* [Task to complete]:
Copy out the lines below, changing "a single point" to "one point" everywhere it occurs and leaving the rest as it is.

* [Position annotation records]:

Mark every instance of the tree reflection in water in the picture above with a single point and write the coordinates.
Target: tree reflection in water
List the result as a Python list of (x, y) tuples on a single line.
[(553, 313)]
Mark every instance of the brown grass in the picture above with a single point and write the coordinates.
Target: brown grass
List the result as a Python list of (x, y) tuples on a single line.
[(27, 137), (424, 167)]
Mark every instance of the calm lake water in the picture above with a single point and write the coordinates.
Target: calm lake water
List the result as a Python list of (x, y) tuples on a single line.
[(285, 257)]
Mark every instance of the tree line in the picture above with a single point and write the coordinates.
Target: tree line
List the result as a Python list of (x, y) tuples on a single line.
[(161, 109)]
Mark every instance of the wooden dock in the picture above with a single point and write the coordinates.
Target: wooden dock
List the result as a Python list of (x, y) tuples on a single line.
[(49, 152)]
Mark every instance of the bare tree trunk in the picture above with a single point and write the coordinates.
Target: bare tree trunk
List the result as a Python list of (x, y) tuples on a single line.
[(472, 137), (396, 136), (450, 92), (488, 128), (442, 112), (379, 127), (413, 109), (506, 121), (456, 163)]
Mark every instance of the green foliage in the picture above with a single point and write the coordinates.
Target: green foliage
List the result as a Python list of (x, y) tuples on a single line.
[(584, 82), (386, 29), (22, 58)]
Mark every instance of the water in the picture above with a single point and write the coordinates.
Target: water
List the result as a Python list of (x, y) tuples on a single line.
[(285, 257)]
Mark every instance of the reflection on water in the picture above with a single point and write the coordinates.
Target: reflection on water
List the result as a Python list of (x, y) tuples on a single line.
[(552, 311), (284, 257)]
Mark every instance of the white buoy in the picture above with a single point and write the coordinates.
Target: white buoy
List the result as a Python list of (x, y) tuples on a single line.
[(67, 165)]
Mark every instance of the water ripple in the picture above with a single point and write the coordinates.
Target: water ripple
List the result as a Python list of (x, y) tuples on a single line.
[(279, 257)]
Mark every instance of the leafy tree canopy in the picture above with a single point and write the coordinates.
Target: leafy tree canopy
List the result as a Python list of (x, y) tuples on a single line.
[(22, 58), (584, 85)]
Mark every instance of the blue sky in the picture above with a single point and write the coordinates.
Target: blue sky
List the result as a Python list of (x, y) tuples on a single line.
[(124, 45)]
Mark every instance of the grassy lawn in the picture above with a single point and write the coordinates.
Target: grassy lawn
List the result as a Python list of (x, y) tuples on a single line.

* [Expected answer]:
Mark every instance of the tree reflection in water in the picture above with one point and write the coordinates.
Target: tree reflection in water
List the result as a Python list of (x, y) tuples on a single line.
[(553, 313)]
Mark every instance of the brown grass in the picture above with one point and write the coordinates.
Target: brown grass
List the result as a Python list of (x, y) tuples on a single line.
[(27, 137), (424, 167)]
Mark every instance of the calm lake water in the picture above with one point and write the coordinates.
Target: calm lake water
List the result as a Python list of (x, y) tuples on a single line.
[(285, 257)]
Mark every instance of the tree line in the picture above with one point and write the coordinates.
Target: tree line
List the result as a Python list of (x, y) tuples on a single line.
[(161, 109)]
Mark every instance of the wooden dock in the picture above with one point and write the coordinates.
Target: wooden dock
List the result as a Python list of (x, y) tuples on a single line.
[(49, 152)]
Mark every instance of the bare tree trunk in the picture above with one point and write the coordinates.
Target: bare tree trunk
List the result as a Python list of (x, y) tuples on a single line.
[(472, 137), (396, 136), (450, 92), (488, 128), (442, 112), (379, 127), (413, 109), (506, 121), (456, 163)]
Mark every instance of the green foliage in the picture above with one point and write the coordinates.
Target: green foliage
List the result as a Python list of (x, y) tuples on a single line.
[(584, 82), (386, 29), (22, 58)]
Mark every instance of the water in the picture above with one point and write the coordinates.
Target: water
List the result as a Python list of (x, y) tuples on a single line.
[(285, 257)]
Mark every instance of the reflection on water in the picture above with one point and write the coordinates.
Target: reflection on water
List the result as a Python list of (x, y) tuples on a single line.
[(552, 311), (284, 257)]
Mark every instance of the white buoy in the picture above with one point and write the coordinates.
Target: white buoy
List the result as a Python list of (x, y) tuples on a single line.
[(67, 165)]
Mark every instance of the water ripple in the picture above with one point and write the coordinates.
Target: water ripple
List the result as a Python list of (x, y) tuples on a single line.
[(279, 257)]
Mark every instance of the leafy tree canopy in the picture above with one point and write the coordinates.
Target: leafy tree canopy
List the result as a Python list of (x, y) tuples on a single line.
[(22, 58), (584, 85)]
Mark every instance of the blue sky in the picture above with one point and write the coordinates.
Target: blue sky
List the result as a Python list of (x, y) tuples on a single line.
[(124, 45)]
Mark every instance of the grassy lawn in the picture above with one point and write the coordinates.
Target: grassy lawn
List the result as a Python list of (x, y) tuples on a single line.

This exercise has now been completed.